Check each line of the data for "below" and select those that have it.

═════ Input ═════

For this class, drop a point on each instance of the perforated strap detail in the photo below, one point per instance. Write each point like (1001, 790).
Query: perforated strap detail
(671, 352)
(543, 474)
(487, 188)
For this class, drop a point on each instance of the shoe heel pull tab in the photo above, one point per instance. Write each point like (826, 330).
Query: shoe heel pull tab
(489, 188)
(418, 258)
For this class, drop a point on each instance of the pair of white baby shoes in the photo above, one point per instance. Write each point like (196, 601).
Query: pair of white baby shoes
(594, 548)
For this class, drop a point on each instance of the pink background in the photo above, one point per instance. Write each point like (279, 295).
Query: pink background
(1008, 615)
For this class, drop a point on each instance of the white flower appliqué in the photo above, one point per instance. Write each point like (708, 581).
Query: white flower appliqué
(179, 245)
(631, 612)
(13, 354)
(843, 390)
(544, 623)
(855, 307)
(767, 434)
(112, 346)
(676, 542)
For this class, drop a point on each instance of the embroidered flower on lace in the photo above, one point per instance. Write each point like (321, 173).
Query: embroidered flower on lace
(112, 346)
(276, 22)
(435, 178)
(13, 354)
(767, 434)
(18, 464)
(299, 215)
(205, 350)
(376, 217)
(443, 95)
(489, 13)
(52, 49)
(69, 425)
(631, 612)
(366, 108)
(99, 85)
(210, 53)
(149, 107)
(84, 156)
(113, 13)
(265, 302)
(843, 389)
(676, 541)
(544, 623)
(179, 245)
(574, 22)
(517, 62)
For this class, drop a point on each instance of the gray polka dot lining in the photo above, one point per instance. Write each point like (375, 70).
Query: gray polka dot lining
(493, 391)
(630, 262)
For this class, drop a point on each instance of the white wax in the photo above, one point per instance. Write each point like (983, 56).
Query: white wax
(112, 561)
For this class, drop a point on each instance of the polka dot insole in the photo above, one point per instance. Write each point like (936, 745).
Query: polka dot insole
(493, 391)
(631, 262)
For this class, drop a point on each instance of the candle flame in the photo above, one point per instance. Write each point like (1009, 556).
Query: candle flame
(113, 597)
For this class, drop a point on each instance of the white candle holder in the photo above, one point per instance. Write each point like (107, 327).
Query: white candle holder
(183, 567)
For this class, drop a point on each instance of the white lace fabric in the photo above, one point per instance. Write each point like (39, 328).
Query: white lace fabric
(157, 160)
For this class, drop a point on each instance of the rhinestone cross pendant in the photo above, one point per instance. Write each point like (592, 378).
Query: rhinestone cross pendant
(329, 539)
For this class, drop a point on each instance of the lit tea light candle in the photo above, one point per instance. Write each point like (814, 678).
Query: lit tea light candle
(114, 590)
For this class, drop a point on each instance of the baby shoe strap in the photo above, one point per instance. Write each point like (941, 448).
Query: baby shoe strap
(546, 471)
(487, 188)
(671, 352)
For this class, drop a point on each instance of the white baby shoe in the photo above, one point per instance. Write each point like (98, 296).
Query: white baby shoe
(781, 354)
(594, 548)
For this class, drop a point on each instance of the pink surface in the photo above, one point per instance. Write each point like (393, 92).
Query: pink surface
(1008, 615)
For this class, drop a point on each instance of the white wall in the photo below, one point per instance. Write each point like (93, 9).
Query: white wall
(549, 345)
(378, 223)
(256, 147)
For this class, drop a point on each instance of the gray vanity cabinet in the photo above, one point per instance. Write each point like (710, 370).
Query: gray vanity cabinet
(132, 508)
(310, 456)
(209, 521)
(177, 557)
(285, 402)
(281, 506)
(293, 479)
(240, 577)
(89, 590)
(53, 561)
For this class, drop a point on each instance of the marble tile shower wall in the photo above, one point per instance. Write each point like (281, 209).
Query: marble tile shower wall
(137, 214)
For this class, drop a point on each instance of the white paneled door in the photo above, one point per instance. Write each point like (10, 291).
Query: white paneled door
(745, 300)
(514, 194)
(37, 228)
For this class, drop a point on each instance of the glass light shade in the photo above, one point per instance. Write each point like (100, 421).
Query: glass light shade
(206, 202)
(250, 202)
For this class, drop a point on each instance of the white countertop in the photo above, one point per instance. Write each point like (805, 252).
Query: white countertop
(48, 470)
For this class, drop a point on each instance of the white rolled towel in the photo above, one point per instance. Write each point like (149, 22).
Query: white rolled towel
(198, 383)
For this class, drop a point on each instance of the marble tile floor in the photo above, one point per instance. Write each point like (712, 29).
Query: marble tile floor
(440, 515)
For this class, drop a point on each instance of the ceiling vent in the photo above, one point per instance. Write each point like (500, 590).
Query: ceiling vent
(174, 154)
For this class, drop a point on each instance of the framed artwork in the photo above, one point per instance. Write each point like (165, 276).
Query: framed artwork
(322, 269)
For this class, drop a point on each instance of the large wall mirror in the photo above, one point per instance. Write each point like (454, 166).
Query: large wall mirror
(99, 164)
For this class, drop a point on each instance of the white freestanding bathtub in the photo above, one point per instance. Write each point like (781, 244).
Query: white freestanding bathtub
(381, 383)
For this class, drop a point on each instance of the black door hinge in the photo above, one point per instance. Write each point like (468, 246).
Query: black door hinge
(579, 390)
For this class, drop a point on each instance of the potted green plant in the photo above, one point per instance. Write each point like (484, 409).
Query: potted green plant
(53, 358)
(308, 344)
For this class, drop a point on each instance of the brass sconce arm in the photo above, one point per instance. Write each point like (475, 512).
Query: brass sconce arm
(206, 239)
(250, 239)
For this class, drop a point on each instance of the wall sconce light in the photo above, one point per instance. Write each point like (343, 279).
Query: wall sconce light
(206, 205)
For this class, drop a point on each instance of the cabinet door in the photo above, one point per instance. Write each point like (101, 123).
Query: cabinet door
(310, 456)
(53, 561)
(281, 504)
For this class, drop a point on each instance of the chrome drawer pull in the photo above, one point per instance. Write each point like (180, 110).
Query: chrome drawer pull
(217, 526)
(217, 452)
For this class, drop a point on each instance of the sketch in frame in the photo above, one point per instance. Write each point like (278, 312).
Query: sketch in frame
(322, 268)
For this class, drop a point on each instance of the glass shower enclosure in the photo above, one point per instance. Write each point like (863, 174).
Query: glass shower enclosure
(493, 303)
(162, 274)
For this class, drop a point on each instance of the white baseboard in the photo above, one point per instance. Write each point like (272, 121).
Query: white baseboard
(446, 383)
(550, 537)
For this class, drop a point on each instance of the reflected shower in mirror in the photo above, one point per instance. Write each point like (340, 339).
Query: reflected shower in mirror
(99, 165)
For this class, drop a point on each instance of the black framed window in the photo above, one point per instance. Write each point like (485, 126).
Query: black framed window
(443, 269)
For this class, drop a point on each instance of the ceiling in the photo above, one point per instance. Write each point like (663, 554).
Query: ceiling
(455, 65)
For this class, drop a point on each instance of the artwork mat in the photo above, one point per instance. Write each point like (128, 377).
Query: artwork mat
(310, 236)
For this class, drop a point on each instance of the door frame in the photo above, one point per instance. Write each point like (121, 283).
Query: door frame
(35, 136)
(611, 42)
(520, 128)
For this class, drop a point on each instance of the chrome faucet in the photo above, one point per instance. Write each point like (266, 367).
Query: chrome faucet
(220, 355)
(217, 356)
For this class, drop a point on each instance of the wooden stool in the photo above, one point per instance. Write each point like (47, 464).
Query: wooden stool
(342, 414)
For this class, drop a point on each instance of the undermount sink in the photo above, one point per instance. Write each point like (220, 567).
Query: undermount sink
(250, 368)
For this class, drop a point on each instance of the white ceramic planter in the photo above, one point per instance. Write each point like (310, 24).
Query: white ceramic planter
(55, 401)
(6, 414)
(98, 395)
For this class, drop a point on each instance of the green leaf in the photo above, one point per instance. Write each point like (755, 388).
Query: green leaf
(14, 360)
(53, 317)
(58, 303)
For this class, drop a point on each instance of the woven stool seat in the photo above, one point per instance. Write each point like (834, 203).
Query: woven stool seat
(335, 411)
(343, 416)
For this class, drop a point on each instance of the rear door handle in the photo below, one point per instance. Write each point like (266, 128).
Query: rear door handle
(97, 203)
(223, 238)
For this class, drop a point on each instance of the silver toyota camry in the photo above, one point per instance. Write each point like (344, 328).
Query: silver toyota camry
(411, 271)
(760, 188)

═════

-- Output of the task --
For this class, drop a point on each instance of the perforated strap detail in the photo below, one point per instance. Write each point like (1001, 790).
For this class, drop a point on each instance of the white wall in the photo below, one point per instance. Write each point like (93, 9).
For this class, drop a point on each instance of the rear door handle in the photo below, one point per instance. Write each point like (266, 128).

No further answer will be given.